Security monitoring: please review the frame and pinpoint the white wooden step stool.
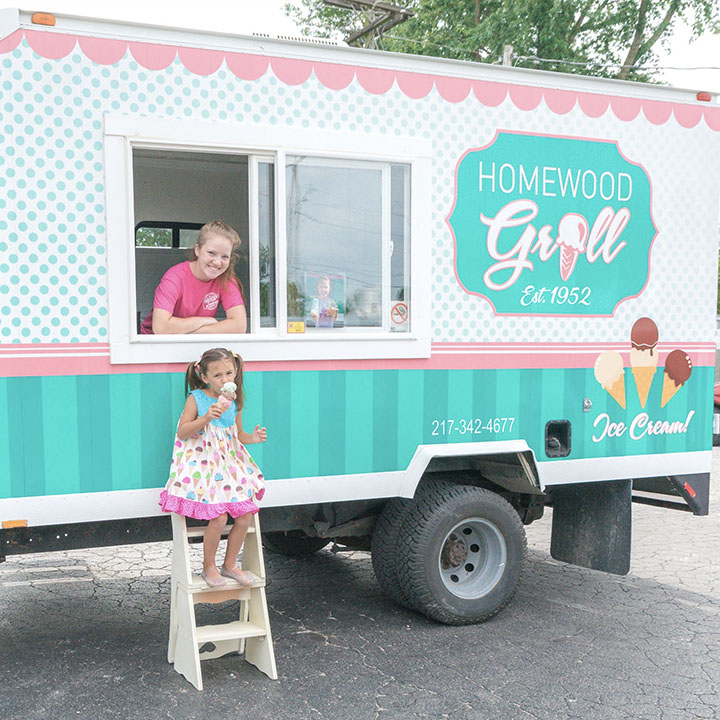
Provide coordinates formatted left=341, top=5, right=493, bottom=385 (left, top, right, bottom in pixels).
left=168, top=513, right=277, bottom=690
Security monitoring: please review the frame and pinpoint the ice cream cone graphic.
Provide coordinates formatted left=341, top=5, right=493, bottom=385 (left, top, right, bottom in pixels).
left=660, top=350, right=692, bottom=407
left=630, top=318, right=658, bottom=408
left=555, top=213, right=588, bottom=281
left=595, top=350, right=625, bottom=410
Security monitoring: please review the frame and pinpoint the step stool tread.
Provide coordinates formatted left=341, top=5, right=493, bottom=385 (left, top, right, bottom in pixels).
left=195, top=620, right=267, bottom=643
left=180, top=570, right=265, bottom=593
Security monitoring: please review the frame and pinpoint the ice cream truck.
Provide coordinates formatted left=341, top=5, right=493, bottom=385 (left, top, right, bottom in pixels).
left=0, top=10, right=720, bottom=624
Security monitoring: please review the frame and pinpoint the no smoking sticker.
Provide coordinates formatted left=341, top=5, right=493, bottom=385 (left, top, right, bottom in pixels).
left=390, top=303, right=409, bottom=325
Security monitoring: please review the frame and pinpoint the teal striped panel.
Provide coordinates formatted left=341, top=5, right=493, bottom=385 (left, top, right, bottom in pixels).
left=110, top=375, right=143, bottom=490
left=371, top=370, right=405, bottom=472
left=139, top=373, right=176, bottom=488
left=397, top=370, right=424, bottom=468
left=7, top=377, right=45, bottom=497
left=288, top=370, right=321, bottom=477
left=316, top=371, right=347, bottom=475
left=0, top=378, right=13, bottom=498
left=345, top=370, right=374, bottom=473
left=0, top=367, right=714, bottom=497
left=75, top=375, right=112, bottom=492
left=41, top=377, right=80, bottom=495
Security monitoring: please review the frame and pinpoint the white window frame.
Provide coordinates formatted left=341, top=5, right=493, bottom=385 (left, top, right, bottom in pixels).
left=105, top=115, right=432, bottom=364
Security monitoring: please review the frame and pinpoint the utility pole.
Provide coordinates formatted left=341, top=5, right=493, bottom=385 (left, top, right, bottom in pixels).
left=323, top=0, right=415, bottom=50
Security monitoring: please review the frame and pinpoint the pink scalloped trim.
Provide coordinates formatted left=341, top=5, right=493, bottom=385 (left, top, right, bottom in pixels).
left=0, top=30, right=720, bottom=131
left=158, top=488, right=265, bottom=520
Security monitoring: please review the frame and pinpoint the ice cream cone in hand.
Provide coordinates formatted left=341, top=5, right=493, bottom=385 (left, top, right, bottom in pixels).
left=555, top=213, right=588, bottom=281
left=630, top=318, right=658, bottom=408
left=660, top=350, right=692, bottom=407
left=216, top=382, right=237, bottom=412
left=595, top=350, right=625, bottom=410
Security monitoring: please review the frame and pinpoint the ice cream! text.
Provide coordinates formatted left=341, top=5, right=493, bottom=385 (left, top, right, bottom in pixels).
left=592, top=410, right=695, bottom=442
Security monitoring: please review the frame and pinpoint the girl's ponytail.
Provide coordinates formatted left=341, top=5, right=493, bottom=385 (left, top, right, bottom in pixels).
left=185, top=348, right=245, bottom=402
left=185, top=362, right=204, bottom=397
left=230, top=350, right=245, bottom=410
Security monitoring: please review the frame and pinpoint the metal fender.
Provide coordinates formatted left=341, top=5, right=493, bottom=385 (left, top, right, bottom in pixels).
left=398, top=440, right=542, bottom=498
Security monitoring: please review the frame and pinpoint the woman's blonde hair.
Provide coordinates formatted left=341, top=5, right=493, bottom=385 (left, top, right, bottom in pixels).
left=191, top=220, right=245, bottom=292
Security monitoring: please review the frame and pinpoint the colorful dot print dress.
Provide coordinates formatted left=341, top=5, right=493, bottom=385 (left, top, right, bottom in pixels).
left=160, top=390, right=265, bottom=520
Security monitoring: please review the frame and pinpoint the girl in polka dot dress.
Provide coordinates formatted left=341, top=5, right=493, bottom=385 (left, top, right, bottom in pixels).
left=160, top=348, right=267, bottom=587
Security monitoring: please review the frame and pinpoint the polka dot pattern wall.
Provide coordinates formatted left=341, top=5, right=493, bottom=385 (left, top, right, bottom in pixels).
left=0, top=33, right=720, bottom=343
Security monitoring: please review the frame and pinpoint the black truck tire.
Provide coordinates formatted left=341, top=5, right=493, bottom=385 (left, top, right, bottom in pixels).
left=262, top=530, right=330, bottom=558
left=397, top=482, right=527, bottom=625
left=370, top=498, right=413, bottom=607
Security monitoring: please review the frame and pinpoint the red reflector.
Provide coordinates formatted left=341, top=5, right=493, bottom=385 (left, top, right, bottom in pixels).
left=31, top=13, right=55, bottom=27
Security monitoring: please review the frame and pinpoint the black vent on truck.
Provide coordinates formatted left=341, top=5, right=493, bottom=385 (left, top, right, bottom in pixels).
left=545, top=420, right=572, bottom=457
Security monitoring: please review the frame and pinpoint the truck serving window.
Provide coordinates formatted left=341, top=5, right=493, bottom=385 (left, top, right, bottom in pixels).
left=106, top=119, right=429, bottom=363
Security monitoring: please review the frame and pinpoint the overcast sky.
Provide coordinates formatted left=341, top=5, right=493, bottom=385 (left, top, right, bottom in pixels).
left=0, top=0, right=720, bottom=93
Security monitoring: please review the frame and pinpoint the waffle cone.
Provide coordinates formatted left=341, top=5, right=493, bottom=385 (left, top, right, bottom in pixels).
left=605, top=373, right=625, bottom=410
left=660, top=373, right=684, bottom=407
left=632, top=367, right=657, bottom=408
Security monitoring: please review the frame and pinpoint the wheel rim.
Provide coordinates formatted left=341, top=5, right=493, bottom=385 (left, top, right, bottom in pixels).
left=438, top=517, right=507, bottom=599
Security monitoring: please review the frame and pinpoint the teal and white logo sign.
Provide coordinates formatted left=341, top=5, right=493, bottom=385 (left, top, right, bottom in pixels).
left=448, top=131, right=657, bottom=315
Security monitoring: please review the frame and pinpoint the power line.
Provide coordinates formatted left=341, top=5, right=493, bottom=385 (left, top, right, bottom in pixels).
left=385, top=34, right=720, bottom=71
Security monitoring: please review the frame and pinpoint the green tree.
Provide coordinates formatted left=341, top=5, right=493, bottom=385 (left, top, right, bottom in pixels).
left=285, top=0, right=720, bottom=81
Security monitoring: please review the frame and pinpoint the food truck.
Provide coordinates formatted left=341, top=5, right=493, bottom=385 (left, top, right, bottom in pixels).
left=0, top=9, right=720, bottom=624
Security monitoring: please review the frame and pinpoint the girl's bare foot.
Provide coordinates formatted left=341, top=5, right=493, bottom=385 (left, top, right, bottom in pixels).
left=220, top=565, right=257, bottom=587
left=200, top=567, right=225, bottom=587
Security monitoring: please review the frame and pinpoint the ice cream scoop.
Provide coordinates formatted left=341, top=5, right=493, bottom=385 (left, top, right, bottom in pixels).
left=630, top=318, right=658, bottom=408
left=595, top=350, right=625, bottom=410
left=217, top=381, right=237, bottom=412
left=660, top=350, right=692, bottom=407
left=555, top=213, right=588, bottom=280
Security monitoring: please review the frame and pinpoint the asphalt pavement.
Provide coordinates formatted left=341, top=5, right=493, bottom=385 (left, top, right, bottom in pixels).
left=0, top=449, right=720, bottom=720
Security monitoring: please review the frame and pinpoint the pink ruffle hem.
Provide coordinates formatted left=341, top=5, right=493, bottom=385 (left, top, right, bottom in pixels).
left=159, top=488, right=265, bottom=520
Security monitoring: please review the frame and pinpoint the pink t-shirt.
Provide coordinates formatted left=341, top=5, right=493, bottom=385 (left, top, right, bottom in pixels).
left=140, top=260, right=244, bottom=335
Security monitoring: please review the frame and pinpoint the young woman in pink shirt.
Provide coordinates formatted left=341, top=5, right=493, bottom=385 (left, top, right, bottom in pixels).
left=140, top=220, right=247, bottom=335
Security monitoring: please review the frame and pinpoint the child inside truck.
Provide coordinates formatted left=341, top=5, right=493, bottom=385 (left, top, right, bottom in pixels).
left=160, top=348, right=267, bottom=587
left=310, top=275, right=338, bottom=327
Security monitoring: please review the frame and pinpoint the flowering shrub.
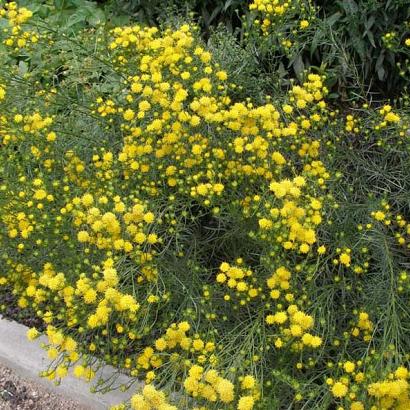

************

GOAL
Print, without any changes, the lines above that begin with the line containing "pink ruffle hem." and end with the line containing "left=140, top=260, right=244, bottom=335", including both of those lines.

RESPONSE TO THIS TASK
Security monitoring: please review the frame and pinpoint the pink ruffle hem.
Provide coordinates formatted left=341, top=5, right=493, bottom=385 (left, top, right, bottom in pixels).
left=159, top=488, right=265, bottom=520
Security monitoring: please review the frame and pinpoint the pink t-shirt.
Provide coordinates formatted left=341, top=5, right=493, bottom=385 (left, top, right, bottom in pixels).
left=140, top=260, right=244, bottom=335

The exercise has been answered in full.